GIVEN INSTRUCTION → Without the images, write out all of the following entries exactly.

Dataset records →
::::::::::

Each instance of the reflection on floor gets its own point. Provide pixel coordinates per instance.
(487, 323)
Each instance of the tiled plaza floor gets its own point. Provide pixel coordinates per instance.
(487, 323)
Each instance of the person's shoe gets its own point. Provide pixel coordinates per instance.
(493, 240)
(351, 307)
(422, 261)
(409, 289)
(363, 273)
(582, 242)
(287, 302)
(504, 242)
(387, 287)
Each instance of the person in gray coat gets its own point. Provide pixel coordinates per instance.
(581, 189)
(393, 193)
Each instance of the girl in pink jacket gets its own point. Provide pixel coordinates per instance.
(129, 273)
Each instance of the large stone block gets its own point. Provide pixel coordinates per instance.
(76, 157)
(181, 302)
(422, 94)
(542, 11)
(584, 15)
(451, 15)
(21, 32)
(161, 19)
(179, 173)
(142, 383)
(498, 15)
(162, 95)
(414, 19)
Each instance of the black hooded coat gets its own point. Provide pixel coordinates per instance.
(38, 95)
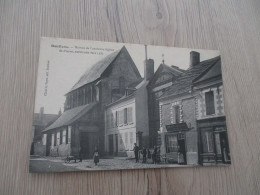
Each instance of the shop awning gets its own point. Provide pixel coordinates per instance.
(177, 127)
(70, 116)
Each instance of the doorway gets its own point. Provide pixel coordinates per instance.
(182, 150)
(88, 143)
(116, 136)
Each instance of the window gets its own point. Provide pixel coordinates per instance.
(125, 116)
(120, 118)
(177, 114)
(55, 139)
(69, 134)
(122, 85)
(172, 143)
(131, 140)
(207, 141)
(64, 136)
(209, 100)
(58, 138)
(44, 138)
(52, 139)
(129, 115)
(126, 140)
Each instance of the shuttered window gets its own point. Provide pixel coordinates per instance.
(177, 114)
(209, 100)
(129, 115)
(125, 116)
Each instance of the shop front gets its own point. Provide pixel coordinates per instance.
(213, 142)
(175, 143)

::::::::::

THE OUTPUT →
Each instance of the reflection on floor gets its own point. Provide pixel coordinates per instance.
(487, 323)
Each instance of the tiled plaza floor gets its own point. Provide pixel coordinates per instance.
(487, 323)
Each instance of the person's shoe gets its own point. Provide pixel coordinates per instance.
(493, 240)
(351, 307)
(422, 261)
(409, 289)
(363, 273)
(582, 242)
(287, 302)
(504, 242)
(387, 287)
Each instance of the person in gray coat gets its own point. Provide pixel coordinates per instance.
(581, 189)
(393, 193)
Each instance of the girl in pink jacket gets its own point. Provide pixel coordinates per instance.
(129, 273)
Each instance of the large stone block gets its own point. Provide pixel coordinates per instance.
(76, 157)
(181, 302)
(422, 94)
(542, 11)
(584, 15)
(451, 15)
(21, 32)
(161, 19)
(179, 173)
(142, 383)
(498, 15)
(162, 95)
(414, 19)
Each instance of the black hooded coat gets its own point. Provide pixel coordinates per instance.
(38, 95)
Each instance of the shop awning gets its own point. Provide pixel coordinates per instance.
(177, 127)
(70, 116)
Each instance of the doorway gets its own point. Provide pixel coordinates per instance.
(182, 150)
(88, 143)
(116, 136)
Each instance of the window gets its own point. Provide pixel coordinates per instance.
(125, 116)
(120, 118)
(177, 114)
(55, 139)
(69, 134)
(122, 85)
(172, 143)
(131, 140)
(207, 141)
(64, 136)
(209, 100)
(58, 138)
(44, 138)
(52, 139)
(129, 115)
(126, 140)
Each instance of the shuttered window gets its own point. Provide pixel coordinates per instance.
(177, 114)
(209, 100)
(129, 115)
(125, 116)
Each instance of the shop front gets its own point. Provide pixel coordinates per instance.
(213, 142)
(175, 143)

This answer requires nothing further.